PROBLEM DESCRIPTION: Copy word for word everything from the line containing "Indicate the urban" down to the line containing "x=125, y=54", including both of those lines.

RECORDS TO USE:
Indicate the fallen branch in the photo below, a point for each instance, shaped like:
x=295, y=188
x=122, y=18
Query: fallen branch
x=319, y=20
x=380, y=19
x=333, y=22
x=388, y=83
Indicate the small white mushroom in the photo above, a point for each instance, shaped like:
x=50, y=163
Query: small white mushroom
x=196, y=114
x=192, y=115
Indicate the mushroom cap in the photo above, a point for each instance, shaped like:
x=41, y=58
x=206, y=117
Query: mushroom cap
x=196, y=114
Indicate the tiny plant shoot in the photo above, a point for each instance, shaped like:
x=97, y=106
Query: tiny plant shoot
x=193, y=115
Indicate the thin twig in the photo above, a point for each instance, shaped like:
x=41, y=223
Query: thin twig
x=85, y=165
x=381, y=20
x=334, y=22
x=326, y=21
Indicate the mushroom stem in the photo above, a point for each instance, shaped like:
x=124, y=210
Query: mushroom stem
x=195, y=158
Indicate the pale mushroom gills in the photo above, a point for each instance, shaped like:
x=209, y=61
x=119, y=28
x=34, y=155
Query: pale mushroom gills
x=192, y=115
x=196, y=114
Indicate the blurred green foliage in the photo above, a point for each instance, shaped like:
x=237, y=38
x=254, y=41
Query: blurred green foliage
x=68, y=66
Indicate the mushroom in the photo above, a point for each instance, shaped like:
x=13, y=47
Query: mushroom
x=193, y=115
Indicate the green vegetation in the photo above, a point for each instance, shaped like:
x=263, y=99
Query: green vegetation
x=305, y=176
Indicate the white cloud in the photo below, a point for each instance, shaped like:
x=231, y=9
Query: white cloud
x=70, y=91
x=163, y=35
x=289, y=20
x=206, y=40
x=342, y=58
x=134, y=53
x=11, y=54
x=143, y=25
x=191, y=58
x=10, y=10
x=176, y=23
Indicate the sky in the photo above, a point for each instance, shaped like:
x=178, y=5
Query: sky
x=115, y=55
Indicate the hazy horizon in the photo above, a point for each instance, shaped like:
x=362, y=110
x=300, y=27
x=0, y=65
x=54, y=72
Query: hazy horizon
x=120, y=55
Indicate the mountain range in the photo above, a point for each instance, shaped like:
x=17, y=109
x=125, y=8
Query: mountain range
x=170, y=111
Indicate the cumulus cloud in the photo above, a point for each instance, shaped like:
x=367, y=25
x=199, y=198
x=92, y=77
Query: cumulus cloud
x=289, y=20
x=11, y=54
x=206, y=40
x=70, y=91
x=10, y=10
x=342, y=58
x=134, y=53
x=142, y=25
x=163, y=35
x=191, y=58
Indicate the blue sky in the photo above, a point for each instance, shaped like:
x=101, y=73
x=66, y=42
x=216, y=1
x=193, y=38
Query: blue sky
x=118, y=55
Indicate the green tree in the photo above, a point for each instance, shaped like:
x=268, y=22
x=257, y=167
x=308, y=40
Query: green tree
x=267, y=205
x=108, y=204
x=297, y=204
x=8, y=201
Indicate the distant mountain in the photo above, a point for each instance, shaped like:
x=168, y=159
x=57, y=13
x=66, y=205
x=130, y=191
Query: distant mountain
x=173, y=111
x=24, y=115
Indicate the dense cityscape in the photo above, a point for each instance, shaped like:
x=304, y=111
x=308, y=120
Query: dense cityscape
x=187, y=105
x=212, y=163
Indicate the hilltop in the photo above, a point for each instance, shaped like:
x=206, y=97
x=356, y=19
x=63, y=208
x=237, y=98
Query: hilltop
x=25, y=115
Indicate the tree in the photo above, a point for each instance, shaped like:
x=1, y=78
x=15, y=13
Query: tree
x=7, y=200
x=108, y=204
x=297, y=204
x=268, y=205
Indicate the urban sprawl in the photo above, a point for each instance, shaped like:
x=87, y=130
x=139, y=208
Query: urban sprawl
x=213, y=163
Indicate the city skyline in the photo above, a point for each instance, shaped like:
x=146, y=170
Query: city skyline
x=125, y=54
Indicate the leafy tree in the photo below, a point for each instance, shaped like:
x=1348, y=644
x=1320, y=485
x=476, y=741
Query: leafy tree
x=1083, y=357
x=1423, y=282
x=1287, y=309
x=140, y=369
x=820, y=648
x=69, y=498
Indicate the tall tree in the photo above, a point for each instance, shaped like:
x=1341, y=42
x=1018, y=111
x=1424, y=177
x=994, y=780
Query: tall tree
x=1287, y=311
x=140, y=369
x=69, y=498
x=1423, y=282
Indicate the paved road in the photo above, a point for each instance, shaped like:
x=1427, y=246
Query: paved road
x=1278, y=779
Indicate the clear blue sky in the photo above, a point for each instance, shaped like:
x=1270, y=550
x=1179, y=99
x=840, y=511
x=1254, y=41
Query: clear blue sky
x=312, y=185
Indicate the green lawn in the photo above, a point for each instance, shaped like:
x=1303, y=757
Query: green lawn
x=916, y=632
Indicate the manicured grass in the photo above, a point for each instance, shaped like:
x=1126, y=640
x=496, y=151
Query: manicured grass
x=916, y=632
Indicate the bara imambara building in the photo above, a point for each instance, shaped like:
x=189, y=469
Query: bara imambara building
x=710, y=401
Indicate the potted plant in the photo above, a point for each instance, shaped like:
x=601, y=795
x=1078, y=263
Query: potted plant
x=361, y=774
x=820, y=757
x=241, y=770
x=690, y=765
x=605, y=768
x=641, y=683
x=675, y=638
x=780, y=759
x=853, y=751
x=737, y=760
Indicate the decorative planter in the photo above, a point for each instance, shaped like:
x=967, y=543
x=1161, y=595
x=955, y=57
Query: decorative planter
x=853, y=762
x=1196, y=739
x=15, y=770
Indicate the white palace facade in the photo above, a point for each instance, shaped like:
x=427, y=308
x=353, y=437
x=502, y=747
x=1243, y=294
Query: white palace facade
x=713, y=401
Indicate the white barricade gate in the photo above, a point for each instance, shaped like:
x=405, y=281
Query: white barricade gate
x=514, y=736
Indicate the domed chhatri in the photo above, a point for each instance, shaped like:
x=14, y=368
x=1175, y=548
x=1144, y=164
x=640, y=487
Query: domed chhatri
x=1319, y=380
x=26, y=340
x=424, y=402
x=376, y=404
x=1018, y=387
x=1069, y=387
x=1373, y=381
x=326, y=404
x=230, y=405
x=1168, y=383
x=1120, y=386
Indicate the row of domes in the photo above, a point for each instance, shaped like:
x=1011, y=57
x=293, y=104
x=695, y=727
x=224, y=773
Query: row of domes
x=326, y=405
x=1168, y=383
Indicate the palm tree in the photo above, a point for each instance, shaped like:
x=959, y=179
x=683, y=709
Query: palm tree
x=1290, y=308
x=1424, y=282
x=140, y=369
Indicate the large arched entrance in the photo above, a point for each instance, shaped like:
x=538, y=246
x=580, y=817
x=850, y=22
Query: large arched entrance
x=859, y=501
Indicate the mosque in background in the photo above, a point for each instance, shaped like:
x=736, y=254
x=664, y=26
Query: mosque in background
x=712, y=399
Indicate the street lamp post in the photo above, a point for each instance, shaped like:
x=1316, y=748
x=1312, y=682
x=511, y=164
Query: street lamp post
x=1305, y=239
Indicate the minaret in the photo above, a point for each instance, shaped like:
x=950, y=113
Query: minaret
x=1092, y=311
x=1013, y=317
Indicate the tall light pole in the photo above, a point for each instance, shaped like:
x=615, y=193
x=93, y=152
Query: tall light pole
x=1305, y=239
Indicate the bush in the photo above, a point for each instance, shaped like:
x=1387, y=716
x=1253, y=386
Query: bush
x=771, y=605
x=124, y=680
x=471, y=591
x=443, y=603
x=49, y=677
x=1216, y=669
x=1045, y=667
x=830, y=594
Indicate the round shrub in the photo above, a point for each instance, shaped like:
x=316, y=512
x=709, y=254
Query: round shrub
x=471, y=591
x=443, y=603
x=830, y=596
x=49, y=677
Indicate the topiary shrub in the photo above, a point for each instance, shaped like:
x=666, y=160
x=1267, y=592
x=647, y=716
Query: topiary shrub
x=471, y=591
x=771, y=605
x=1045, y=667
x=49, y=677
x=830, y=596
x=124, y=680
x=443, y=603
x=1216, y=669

WRITTEN SOLUTION:
Indicate the urban sprawl in the photo above, a point for each instance, shaped like:
x=87, y=130
x=139, y=208
Query: urban sprawl
x=213, y=163
Indicate the city skyline in the photo above, a point for each instance, shaped like:
x=146, y=170
Query: city skyline
x=125, y=54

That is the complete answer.